[START]

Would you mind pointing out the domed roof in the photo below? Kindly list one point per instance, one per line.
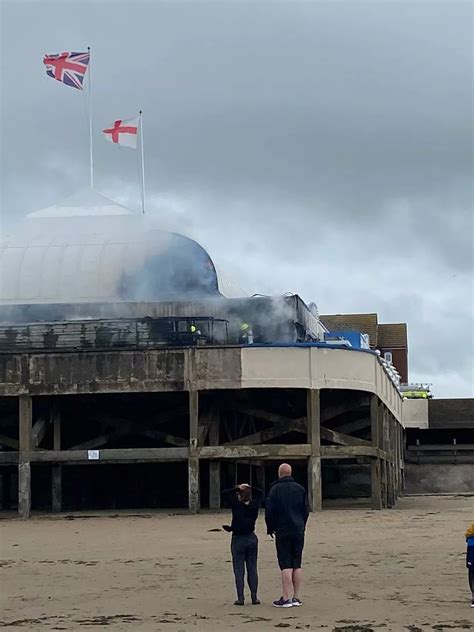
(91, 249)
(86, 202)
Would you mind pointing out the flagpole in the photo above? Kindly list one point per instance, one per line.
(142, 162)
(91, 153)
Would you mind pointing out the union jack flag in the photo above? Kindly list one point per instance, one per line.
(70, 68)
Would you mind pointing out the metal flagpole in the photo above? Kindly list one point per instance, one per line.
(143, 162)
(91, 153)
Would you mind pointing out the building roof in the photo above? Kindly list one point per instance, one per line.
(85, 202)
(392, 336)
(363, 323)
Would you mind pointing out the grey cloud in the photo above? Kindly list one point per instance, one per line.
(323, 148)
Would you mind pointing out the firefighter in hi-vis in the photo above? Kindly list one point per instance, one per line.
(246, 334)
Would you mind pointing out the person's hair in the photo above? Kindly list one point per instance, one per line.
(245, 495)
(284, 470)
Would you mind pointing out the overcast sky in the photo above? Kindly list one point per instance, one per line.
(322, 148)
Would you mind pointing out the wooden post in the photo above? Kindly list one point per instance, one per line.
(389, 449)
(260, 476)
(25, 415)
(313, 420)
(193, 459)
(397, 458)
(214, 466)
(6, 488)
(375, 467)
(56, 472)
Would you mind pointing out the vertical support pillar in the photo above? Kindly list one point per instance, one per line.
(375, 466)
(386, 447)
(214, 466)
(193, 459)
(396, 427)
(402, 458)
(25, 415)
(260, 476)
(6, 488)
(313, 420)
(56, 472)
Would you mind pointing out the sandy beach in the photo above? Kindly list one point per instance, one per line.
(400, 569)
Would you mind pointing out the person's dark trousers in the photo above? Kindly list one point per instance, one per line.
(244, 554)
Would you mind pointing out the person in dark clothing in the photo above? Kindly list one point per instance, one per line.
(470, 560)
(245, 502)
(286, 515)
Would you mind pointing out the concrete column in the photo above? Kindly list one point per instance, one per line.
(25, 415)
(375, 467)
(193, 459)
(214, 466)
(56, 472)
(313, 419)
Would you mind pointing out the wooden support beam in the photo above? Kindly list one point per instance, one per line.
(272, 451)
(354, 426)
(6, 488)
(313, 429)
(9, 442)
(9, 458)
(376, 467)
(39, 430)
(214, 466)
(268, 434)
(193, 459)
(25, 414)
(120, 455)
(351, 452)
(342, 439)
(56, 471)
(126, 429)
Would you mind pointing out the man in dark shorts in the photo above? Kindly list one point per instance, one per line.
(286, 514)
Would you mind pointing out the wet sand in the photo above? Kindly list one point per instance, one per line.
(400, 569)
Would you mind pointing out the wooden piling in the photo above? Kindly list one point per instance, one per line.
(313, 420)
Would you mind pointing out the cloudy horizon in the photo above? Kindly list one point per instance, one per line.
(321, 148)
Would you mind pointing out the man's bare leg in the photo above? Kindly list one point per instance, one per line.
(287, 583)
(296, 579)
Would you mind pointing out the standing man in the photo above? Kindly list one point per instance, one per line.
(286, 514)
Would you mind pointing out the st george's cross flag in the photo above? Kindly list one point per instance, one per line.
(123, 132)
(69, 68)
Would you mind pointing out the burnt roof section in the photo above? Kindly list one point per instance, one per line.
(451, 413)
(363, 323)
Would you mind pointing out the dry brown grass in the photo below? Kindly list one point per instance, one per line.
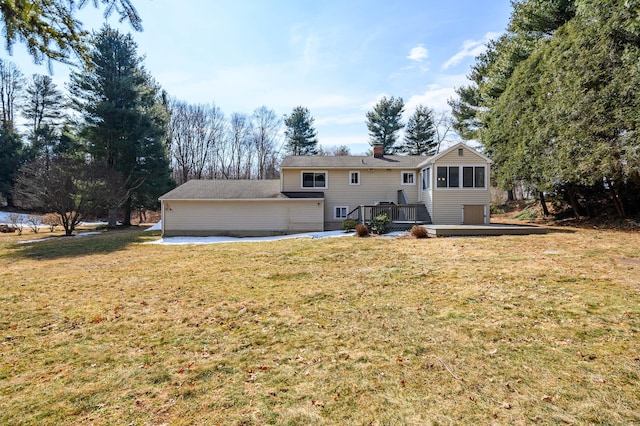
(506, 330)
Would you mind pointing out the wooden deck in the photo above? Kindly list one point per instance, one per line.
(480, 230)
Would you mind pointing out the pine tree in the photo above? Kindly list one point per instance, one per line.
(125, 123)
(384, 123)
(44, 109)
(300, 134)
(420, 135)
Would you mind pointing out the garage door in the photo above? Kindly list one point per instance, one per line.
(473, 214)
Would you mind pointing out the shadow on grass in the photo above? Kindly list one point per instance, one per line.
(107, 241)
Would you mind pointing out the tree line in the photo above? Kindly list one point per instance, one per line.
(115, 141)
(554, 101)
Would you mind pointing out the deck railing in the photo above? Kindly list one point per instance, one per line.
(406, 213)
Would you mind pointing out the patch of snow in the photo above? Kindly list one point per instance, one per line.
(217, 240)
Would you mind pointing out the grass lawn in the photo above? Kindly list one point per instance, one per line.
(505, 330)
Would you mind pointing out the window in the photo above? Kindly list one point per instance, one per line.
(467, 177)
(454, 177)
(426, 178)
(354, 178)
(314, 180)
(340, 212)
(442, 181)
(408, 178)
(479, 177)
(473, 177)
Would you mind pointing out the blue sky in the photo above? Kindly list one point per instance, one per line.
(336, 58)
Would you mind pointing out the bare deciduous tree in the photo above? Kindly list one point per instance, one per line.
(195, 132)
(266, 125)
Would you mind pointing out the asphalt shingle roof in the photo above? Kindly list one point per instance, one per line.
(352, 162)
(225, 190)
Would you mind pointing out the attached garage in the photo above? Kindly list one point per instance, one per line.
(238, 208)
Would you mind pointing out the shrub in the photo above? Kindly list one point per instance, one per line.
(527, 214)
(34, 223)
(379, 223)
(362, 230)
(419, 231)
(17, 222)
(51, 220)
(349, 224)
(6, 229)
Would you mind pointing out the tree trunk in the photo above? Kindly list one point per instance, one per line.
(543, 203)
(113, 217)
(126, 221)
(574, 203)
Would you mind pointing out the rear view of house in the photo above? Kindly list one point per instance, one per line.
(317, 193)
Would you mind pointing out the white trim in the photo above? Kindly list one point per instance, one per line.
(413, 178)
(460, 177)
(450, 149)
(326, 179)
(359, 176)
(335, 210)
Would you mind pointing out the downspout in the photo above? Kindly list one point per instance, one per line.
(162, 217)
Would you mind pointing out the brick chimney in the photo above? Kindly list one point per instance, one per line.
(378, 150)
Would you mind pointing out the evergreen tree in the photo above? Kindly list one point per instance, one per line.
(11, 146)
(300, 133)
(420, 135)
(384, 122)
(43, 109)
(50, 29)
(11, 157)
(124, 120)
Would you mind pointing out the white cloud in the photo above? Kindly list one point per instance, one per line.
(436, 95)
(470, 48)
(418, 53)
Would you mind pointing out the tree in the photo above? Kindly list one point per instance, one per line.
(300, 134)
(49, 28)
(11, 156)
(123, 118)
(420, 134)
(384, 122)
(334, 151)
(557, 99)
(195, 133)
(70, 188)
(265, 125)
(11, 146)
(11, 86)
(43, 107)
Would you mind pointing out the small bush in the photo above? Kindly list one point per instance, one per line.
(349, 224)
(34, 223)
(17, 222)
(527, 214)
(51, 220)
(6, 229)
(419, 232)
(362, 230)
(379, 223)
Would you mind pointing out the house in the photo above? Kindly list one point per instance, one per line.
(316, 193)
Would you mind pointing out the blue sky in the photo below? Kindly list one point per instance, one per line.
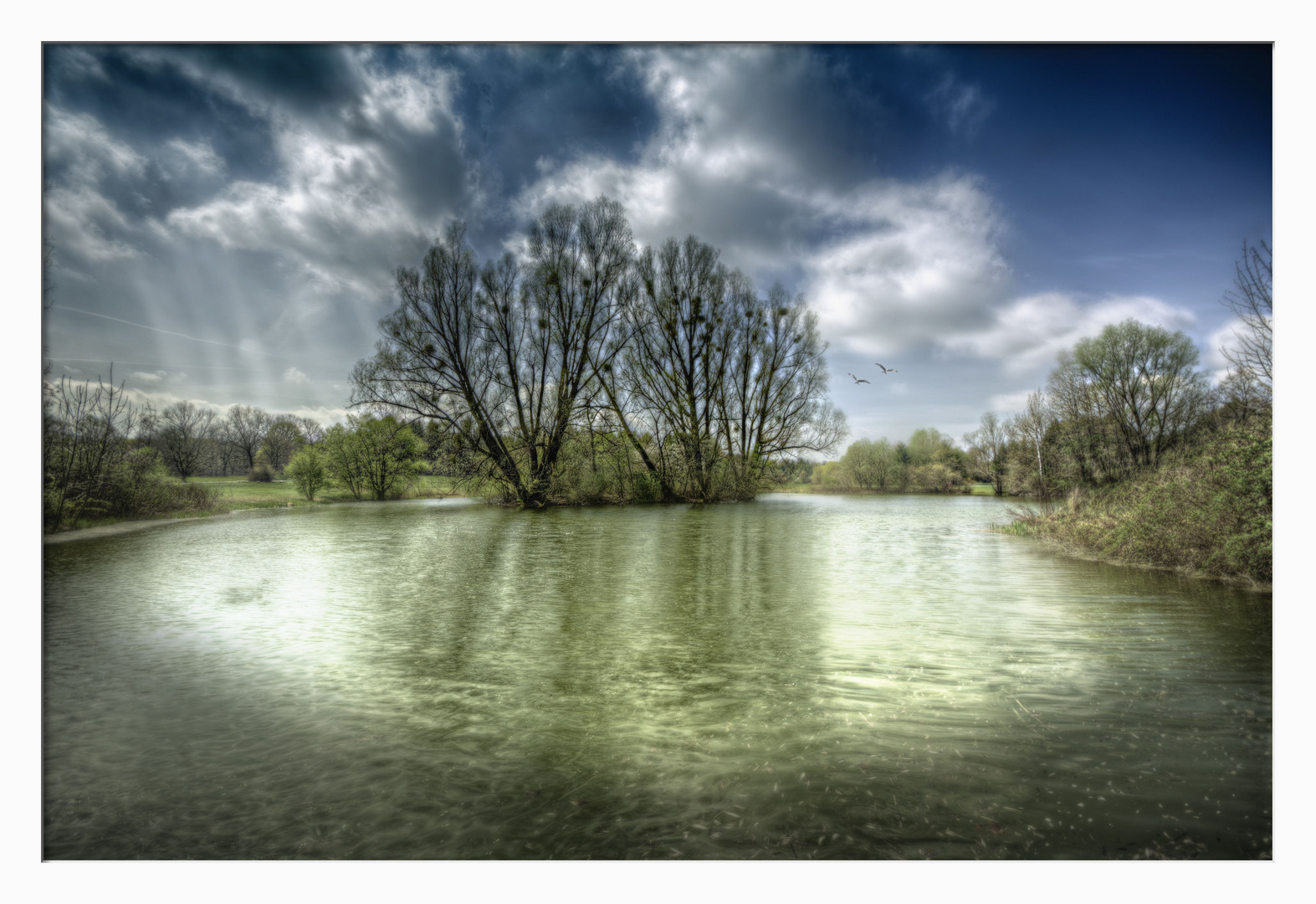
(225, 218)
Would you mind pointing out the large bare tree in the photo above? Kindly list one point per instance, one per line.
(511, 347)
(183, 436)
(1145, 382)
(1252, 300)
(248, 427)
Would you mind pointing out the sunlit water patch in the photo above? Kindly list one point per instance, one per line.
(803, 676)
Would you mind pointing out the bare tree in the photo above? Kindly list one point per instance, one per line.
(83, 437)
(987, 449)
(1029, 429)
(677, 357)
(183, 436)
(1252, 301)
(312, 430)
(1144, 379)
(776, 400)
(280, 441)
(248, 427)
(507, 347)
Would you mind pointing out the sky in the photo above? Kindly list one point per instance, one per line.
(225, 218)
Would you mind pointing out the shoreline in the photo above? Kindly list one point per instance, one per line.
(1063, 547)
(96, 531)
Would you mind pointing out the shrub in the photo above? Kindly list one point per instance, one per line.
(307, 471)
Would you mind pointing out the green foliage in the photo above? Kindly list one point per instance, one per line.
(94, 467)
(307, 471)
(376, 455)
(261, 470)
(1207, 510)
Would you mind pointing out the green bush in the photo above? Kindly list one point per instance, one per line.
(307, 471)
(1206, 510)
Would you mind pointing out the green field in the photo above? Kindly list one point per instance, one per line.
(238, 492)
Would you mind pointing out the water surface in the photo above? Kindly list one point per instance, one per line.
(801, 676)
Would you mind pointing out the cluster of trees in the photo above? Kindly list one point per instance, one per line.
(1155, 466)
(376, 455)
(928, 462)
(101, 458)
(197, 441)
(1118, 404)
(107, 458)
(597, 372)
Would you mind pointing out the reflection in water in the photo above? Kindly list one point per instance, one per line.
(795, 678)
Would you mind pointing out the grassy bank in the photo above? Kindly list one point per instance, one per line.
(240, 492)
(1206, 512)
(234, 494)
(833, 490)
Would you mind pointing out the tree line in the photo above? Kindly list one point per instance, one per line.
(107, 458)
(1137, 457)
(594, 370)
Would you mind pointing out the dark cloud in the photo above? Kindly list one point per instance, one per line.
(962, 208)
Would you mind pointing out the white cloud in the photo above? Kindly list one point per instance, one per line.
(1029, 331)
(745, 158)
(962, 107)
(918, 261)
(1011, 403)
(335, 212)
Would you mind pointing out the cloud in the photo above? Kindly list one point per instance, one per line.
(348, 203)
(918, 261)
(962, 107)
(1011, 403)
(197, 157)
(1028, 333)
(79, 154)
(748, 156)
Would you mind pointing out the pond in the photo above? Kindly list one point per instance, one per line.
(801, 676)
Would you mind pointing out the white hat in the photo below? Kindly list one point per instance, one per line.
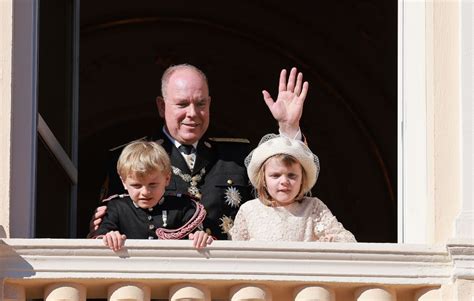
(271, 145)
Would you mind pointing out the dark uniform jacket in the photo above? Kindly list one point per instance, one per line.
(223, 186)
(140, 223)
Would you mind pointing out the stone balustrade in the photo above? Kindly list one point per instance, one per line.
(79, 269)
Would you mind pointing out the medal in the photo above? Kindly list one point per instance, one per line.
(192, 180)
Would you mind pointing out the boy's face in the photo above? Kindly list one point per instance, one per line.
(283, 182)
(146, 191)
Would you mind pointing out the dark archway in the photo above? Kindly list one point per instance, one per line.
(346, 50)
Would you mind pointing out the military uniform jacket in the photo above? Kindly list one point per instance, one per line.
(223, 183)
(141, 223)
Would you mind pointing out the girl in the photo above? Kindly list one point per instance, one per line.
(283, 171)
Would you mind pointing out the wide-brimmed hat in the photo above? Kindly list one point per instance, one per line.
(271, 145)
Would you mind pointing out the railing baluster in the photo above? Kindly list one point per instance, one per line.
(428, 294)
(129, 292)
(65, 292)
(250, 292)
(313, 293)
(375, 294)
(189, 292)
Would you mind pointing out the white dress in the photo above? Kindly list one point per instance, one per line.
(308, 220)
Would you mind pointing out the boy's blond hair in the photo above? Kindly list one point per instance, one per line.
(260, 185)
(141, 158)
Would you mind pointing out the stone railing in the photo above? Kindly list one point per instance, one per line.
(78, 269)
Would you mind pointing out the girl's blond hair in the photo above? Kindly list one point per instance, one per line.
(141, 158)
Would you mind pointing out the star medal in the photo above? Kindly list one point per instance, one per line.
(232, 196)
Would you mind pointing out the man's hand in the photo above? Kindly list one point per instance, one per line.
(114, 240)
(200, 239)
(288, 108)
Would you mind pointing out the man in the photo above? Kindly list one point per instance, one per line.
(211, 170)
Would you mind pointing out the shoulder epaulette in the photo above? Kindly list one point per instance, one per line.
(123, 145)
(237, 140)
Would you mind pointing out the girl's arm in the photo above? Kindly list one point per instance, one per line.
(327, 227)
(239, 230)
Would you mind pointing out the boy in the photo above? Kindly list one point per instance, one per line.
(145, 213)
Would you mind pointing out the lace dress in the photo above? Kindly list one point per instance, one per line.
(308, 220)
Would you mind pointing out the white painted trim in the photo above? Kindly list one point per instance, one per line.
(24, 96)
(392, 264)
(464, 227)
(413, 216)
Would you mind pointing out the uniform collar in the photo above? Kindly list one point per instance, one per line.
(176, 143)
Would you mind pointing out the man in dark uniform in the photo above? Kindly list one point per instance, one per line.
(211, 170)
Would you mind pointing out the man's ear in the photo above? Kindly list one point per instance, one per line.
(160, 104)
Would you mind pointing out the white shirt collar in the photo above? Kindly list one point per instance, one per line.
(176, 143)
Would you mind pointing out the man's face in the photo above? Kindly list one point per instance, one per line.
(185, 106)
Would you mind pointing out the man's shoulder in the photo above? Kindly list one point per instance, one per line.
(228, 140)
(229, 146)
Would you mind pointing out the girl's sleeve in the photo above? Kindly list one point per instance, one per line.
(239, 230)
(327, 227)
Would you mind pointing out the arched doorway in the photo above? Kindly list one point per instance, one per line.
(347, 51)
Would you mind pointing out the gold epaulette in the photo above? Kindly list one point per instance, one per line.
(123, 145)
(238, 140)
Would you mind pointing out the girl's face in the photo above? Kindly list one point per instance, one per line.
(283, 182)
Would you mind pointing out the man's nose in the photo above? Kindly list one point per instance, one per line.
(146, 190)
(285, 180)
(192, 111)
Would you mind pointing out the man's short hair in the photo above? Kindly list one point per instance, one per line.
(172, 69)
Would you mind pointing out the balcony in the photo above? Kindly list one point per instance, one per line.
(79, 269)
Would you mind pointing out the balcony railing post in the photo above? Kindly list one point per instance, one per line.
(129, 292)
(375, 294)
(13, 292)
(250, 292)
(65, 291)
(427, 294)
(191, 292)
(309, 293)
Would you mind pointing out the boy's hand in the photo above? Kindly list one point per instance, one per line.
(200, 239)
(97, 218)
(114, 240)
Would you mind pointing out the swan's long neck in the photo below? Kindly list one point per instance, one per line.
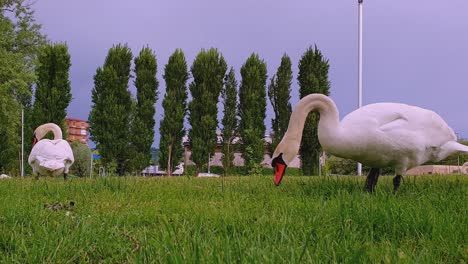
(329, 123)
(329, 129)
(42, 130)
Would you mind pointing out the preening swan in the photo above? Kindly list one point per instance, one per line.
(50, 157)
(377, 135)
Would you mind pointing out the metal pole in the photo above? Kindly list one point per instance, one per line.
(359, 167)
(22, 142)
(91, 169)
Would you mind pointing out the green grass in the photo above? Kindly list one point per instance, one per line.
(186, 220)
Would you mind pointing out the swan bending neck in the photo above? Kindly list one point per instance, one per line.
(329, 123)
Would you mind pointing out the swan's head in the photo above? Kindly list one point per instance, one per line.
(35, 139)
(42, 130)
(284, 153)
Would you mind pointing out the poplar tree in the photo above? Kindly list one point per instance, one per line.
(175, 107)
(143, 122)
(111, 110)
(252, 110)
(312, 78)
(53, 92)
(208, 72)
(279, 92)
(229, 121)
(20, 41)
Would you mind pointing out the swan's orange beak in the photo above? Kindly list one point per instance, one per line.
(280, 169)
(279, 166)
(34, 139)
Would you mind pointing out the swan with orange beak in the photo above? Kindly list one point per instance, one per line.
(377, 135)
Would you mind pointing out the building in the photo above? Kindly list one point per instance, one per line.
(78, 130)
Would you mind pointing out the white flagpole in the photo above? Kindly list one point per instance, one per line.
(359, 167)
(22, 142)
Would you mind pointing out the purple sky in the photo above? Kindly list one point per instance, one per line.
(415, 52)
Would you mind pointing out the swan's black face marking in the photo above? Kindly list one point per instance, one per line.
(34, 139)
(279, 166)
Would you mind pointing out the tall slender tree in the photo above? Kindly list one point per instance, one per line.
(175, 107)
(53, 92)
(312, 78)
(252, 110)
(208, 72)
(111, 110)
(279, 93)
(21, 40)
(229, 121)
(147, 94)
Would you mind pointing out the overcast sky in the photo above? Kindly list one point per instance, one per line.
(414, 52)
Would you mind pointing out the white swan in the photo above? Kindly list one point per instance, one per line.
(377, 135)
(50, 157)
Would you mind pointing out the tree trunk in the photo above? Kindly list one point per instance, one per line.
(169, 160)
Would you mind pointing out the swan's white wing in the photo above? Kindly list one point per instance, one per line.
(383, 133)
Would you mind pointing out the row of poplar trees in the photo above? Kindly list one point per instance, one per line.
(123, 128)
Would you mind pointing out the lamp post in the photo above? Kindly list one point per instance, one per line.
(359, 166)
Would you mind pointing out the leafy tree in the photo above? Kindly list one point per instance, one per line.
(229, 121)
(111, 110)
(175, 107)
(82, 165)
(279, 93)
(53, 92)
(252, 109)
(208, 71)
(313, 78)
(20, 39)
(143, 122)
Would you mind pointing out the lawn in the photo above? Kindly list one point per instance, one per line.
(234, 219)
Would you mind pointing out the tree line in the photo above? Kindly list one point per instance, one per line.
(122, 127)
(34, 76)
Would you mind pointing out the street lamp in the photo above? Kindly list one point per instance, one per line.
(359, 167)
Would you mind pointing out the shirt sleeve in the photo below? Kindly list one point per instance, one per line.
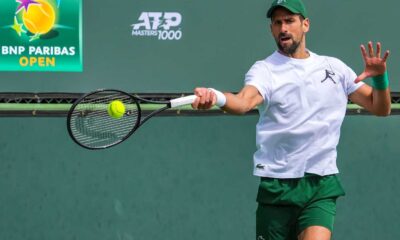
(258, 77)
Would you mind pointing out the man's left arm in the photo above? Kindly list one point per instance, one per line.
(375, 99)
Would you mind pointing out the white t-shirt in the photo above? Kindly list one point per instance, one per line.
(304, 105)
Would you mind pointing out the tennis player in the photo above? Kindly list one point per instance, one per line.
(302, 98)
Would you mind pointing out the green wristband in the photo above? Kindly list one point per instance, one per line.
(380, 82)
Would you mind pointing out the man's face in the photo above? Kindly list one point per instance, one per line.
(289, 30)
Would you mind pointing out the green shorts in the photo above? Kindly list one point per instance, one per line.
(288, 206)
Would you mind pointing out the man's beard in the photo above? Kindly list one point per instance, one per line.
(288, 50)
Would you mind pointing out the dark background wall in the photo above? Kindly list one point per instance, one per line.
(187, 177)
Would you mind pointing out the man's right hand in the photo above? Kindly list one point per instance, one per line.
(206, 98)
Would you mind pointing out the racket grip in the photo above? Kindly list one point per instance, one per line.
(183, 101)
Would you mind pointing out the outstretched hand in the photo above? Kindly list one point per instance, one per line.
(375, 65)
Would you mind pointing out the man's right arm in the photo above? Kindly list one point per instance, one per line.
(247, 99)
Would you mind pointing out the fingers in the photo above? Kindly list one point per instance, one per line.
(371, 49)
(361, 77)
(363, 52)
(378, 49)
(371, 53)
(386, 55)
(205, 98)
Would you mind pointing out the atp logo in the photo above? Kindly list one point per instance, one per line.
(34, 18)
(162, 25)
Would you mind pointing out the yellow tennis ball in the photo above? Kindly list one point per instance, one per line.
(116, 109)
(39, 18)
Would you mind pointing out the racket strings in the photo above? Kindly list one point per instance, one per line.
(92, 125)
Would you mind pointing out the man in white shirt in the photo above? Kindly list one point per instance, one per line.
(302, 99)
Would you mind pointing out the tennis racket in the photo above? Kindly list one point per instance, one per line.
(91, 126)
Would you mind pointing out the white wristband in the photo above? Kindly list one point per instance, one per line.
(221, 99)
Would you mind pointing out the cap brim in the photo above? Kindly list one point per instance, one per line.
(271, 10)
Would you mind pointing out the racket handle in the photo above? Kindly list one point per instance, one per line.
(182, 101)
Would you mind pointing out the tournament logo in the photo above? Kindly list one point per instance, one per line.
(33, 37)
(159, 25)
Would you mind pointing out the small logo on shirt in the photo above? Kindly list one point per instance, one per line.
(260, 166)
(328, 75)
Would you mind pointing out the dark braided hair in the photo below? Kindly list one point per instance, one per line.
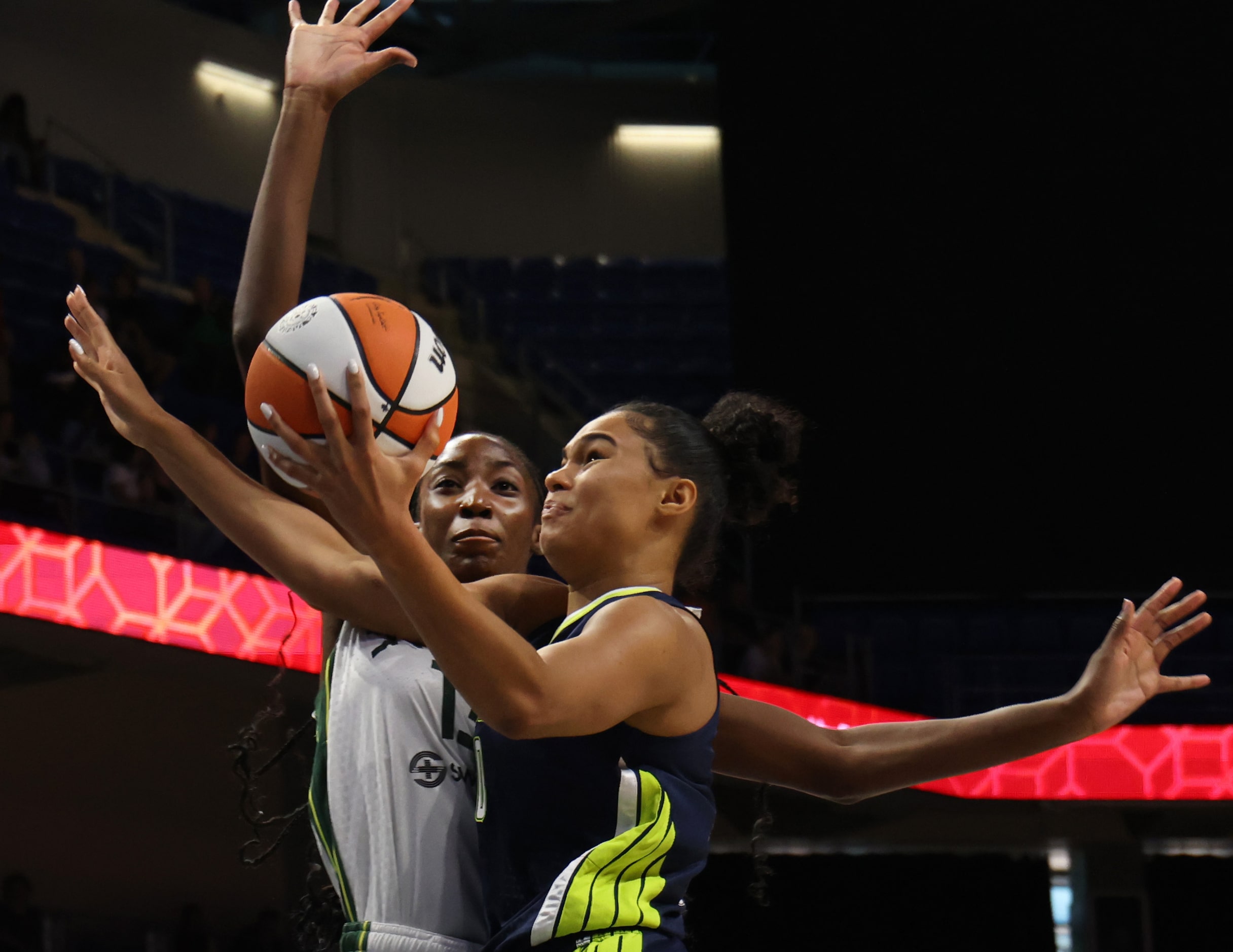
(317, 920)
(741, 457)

[END]

Locate "Would you mind pointing out the man's right arm" in the entries above. Copy, exactly and only, the lines from that line to the end, leaving out the pictures.

Would you mind pointing out the man's right arm in the photo above? Kindly list one point per instance, one per line.
(247, 99)
Would you mind pointing out the fingers in the photo above? Kindly list one point per instance, one per line.
(371, 49)
(361, 77)
(363, 52)
(378, 49)
(371, 53)
(386, 55)
(205, 98)
Would you mind pointing out the atp logo in the photo above? Kindly list one point per instance, one per line.
(34, 18)
(162, 25)
Would you mind pointing out the yellow tennis ball in the photo above? Kindly list one point per instance, one per line.
(116, 109)
(39, 18)
Would you mind pointing out the racket strings in the photo above? Kindly list one point per instance, one per line.
(92, 125)
Would you mind pointing out the man in white shirt in the photo above? Kindly list one point per instance, one per line.
(302, 99)
Would you mind pointing out the tennis racket in the photo above? Kindly list one point per instance, one per line.
(91, 126)
Would you mind pointing out the white wristband in the photo above? Kindly list one point per instance, one per line.
(221, 99)
Would you mind pointing out the cap brim in the photo above? Kindly list one point per instance, one per line.
(271, 10)
Would you mind pointing out the racket handle in the photo above? Kindly list one point per instance, one per line.
(182, 101)
Would you mind pointing out the tournament logo in the photo above? Kindly list one point per instance, one per line.
(33, 37)
(159, 25)
Would you mind pointing out the small logo on shirt in the photo above? Kindly list one point per instance, one per line.
(260, 166)
(328, 75)
Would you mind pointing out the dark braided hair in the photo below? Kindly list one point per instance, one per line.
(317, 920)
(741, 457)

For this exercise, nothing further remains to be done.